>> Begin Record excerpts
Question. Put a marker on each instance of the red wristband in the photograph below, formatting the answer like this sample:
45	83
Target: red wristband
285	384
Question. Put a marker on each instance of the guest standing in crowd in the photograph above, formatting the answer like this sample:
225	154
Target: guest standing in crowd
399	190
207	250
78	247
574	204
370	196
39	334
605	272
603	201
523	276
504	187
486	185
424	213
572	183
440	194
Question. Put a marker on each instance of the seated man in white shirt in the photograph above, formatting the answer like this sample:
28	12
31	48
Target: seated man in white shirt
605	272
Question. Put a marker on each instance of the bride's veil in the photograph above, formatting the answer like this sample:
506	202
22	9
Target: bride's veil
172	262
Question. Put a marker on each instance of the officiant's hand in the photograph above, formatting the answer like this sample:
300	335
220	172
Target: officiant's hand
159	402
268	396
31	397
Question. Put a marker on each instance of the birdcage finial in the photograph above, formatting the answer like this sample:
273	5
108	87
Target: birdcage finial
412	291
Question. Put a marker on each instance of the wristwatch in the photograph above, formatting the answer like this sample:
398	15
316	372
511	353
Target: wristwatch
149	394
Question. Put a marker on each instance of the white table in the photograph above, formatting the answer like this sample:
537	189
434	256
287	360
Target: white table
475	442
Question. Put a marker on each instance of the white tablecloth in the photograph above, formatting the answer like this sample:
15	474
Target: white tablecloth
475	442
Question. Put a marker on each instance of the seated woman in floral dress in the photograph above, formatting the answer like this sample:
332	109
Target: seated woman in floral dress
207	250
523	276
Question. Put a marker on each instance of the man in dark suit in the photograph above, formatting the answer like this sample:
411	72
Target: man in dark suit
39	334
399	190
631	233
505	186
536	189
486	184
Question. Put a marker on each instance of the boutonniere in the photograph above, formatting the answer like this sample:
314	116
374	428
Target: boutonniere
>> End Record excerpts
## Task directions:
Reproduce all of the items above word for word, keeping every line and every number in its original order and spacing.

## Written reply:
Question. Put a marker on each instance of the red wristband in the photograph below, formatting the answer like this sample:
45	83
Target: red wristband
285	384
Question. Put a marker on each instance of the guest standing in crowd in the photograph above, formatting the answer like this sample:
225	154
Target: guest standing in crowd
399	190
207	250
78	247
574	204
370	196
39	334
605	272
603	201
523	276
504	187
486	185
424	213
572	183
440	194
Question. Put a marker on each instance of the seated man in white shirt in the photograph above, formatting the answer like this sample:
28	12
31	48
Target: seated man in white shirt
605	272
Question. Put a marker on each instance of the bride's veil in the photograph above, formatting the answer like this sample:
506	202
22	9
Target: bride's veil
172	262
Question. Put a marker on each instance of the officiant's hand in the photograph above, formatting the answer like this sample:
300	335
220	172
Target: officiant's hand
159	402
268	396
31	397
Question. Put a marker on each instance of the birdcage finial in the photograph above, formatting the answer like this sample:
273	5
108	87
Target: birdcage finial
412	291
Question. Put a marker on each instance of the wristwatch in the photograph above, formatting the answer like this sample:
398	15
316	372
511	353
Target: wristwatch
149	394
Question. Put a marker on each instance of the white table in the photograph above, formatting the answer like this sample:
537	189
434	256
287	360
Target: white table
475	442
Question. Put a marker on each instance of the white tablecloth in the photograph above, formatting the answer like this sample:
15	474
Target: white tablecloth
475	442
Question. Put a marker on each instance of the seated woman in floral dress in the photograph above, formatting the answer like this sample:
332	109
Target: seated woman in floral dress
207	250
523	276
Question. Put a marker on each instance of the man in dark suit in the photograph above, formatting the answer like this sample:
411	72
Target: man in dark suit
39	334
399	190
631	233
505	186
536	189
486	184
Question. Put a marker on each instance of the boutonniere in the photograph above, formatting the answer like this sample:
314	116
374	428
Target: boutonniere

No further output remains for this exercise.